**WHAT YOU ARE ASKED TO DO**
Everything from the line that contains "Practice step: locate the puddle" through the last line of the listing must be copied exactly, with both of those lines included and no others.

::::::::::

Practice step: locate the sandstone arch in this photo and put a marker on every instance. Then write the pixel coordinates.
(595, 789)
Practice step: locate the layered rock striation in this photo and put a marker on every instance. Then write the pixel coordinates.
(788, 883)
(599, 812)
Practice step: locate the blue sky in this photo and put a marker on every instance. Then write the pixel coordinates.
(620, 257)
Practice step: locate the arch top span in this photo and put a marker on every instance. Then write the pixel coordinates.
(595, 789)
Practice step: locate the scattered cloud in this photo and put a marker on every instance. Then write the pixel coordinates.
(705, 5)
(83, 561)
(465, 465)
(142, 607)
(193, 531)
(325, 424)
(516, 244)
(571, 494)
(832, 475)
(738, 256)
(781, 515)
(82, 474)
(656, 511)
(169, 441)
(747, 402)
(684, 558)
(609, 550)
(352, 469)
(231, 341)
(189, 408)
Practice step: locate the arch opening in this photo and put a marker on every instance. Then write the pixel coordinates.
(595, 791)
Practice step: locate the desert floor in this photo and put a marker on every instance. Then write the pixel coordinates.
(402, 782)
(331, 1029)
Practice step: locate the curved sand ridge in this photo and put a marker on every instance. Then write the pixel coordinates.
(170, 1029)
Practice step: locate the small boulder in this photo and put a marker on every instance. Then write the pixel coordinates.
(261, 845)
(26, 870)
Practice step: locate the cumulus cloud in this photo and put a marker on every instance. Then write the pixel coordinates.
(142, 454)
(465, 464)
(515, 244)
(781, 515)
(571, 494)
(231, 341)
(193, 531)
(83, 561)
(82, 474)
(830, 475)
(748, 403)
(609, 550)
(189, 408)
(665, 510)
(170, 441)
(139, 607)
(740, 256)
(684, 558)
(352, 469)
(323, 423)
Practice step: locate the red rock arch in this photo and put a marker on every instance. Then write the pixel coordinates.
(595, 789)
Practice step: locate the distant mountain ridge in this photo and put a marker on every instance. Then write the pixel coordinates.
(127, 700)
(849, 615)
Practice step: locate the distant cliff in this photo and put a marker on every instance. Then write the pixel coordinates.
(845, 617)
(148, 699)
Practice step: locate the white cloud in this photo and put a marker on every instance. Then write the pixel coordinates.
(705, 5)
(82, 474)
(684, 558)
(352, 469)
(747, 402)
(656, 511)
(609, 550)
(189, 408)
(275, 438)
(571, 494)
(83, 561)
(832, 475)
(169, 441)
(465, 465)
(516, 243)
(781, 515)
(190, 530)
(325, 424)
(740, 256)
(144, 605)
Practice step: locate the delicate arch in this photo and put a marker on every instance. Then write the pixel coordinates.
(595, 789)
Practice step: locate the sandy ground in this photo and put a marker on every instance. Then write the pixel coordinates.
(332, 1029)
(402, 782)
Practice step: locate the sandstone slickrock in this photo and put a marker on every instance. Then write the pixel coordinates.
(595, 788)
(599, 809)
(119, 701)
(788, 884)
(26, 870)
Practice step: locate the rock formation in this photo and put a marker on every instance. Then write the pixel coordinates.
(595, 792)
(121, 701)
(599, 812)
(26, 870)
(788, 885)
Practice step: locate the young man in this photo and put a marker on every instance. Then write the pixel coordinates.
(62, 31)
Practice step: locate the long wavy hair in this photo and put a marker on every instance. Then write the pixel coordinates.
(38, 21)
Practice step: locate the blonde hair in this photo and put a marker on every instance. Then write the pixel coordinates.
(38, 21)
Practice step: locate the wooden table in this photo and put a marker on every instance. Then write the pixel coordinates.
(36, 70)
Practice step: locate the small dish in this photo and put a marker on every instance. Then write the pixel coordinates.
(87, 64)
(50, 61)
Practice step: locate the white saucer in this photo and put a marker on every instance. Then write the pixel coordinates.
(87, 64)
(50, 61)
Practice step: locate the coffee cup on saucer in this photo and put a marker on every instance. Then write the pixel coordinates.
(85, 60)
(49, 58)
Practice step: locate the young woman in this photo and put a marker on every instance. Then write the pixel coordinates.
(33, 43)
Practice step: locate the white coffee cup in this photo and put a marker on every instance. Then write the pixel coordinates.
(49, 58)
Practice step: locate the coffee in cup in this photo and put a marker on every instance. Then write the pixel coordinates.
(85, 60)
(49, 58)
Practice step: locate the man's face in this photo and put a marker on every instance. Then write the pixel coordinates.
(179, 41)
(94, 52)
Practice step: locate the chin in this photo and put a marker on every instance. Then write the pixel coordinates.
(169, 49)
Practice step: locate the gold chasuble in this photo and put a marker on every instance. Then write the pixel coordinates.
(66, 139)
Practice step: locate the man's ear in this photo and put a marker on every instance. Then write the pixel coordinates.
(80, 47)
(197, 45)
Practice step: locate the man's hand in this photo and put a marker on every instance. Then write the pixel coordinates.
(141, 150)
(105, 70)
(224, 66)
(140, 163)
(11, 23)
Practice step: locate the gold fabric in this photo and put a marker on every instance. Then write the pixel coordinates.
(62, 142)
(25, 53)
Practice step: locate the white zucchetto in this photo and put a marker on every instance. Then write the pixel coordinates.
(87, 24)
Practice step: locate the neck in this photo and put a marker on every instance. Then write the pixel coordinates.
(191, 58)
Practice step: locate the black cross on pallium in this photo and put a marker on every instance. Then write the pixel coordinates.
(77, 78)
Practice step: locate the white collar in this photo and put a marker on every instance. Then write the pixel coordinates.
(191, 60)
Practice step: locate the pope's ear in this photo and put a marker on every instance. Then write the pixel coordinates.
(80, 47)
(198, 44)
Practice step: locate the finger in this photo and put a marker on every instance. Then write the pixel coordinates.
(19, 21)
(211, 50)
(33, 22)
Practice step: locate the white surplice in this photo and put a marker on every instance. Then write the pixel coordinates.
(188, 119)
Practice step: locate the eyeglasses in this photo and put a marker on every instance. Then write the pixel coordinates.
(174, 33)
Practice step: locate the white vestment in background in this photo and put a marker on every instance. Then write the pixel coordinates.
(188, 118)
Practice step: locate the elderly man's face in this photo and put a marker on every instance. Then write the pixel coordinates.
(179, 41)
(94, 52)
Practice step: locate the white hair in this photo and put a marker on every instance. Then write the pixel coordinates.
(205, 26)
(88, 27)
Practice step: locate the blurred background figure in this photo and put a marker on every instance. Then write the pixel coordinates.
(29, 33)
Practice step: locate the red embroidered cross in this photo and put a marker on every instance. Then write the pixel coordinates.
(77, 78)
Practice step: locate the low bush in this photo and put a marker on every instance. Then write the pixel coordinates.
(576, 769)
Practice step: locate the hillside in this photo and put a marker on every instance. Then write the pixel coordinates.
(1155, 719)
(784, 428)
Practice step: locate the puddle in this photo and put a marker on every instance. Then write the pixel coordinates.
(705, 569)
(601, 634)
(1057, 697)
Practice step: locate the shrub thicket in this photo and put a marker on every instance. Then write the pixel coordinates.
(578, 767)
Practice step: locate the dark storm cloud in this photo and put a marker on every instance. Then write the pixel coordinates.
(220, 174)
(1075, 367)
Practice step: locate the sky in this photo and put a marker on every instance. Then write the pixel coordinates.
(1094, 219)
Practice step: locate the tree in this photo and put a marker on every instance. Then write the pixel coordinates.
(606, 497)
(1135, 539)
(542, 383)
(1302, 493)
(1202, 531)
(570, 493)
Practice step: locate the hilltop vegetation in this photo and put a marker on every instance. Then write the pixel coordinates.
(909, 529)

::::::::::

**ANSWER TO THE EXERCISE**
Practice step: locate the puddle in this photo and put a marker on every instance. Then write the pixel coordinates.
(705, 569)
(601, 634)
(1057, 697)
Practice step: locate the shrub thicket in this photo and put a marker on every instance. Then write the pixel coordinates.
(578, 767)
Practice step: locate the dark storm cloud in this photo and put a marker on every instance. Then write the pixel coordinates.
(220, 174)
(1075, 367)
Practice step: locate the sky in this photo and put a marker on every instance. Then write the pixel coordinates.
(1094, 219)
Practice step: locate the tree in this photo and put a marker on every instance. Then write the pixel coordinates.
(606, 497)
(1135, 539)
(542, 383)
(1302, 493)
(1202, 531)
(570, 493)
Practice step: locate the hilltop vegetation in this photo and put a marker on every instance. Then write the pixel coordinates.
(909, 529)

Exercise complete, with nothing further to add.